• **Ejercicio**: Convierte en una tabla Markdown las líneas de los registros que comienzan con la línea que contiene "Quality check round. The original labels for giraffe nostril" y siguen hasta el final de los registros, ambos extremos incluidos. Usa las columnas N.º y Texto, con un número de fila y la línea en cada fila, y omite las líneas en blanco.

• **Datos extraídos**:
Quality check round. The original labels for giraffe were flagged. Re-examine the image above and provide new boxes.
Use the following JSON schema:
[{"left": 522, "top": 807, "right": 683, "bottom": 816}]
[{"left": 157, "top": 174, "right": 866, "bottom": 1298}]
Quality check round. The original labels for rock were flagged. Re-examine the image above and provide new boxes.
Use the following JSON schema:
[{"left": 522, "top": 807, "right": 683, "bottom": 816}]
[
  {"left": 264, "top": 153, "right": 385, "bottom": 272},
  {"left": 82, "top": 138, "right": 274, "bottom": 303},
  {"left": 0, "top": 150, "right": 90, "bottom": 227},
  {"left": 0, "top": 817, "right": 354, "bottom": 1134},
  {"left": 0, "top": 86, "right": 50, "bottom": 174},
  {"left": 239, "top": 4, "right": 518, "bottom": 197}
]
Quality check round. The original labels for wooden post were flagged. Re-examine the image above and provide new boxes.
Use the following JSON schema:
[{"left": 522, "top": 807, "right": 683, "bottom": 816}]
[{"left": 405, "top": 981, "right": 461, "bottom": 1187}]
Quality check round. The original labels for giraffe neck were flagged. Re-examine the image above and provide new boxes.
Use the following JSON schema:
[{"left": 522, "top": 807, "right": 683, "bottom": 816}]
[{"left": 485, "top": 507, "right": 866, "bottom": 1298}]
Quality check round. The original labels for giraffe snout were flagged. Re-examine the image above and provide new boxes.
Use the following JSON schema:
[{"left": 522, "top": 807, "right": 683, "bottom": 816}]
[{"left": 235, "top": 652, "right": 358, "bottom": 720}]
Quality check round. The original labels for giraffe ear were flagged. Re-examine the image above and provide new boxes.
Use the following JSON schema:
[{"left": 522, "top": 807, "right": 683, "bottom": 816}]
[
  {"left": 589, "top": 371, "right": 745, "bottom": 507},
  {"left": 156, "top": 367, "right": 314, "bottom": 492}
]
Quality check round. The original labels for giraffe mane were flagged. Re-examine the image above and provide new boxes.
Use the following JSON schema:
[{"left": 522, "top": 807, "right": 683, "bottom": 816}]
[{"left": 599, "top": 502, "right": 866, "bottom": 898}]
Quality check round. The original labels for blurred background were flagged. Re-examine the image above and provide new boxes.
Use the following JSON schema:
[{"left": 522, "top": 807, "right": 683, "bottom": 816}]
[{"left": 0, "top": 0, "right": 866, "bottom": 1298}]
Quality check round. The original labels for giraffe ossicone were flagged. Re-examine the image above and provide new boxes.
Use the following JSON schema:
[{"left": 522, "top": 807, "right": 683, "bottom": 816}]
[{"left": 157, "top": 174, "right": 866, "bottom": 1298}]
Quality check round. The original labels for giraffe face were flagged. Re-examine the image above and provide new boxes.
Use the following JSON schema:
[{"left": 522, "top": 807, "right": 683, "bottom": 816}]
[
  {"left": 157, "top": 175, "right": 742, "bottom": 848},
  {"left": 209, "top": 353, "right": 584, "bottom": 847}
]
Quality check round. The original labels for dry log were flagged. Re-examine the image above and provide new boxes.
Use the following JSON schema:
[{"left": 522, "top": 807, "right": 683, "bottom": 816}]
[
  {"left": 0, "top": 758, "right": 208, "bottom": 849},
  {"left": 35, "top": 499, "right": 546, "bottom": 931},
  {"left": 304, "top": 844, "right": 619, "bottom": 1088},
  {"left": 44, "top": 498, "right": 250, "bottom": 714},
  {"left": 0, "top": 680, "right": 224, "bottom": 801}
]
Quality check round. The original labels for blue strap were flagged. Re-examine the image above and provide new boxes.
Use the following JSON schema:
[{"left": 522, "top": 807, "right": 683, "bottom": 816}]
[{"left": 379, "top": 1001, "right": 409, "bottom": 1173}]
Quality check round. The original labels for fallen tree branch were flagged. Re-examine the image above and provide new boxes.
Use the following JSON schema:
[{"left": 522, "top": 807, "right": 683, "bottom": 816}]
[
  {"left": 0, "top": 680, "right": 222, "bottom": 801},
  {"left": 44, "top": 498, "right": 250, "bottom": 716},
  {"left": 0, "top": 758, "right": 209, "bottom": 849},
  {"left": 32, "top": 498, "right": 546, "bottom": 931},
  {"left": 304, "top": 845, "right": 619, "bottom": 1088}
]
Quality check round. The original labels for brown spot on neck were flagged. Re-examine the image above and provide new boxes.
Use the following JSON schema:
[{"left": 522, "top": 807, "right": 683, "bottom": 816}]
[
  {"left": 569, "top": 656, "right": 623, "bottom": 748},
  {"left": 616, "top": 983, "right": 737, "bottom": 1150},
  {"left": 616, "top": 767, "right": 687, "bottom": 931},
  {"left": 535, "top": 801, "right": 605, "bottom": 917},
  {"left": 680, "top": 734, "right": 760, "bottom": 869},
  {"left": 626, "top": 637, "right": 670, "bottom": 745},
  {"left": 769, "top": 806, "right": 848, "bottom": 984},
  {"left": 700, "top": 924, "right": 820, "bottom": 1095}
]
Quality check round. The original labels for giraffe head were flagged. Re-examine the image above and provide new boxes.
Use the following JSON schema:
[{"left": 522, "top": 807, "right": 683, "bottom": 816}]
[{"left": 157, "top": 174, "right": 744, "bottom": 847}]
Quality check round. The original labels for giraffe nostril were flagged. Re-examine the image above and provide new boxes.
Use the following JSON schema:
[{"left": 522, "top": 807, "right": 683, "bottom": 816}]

• **Resultado correcto**:
| N.º | Texto |
|---|---|
| 1 | Quality check round. The original labels for giraffe nostril were flagged. Re-examine the image above and provide new boxes. |
| 2 | Use the following JSON schema: |
| 3 | [{"left": 522, "top": 807, "right": 683, "bottom": 816}] |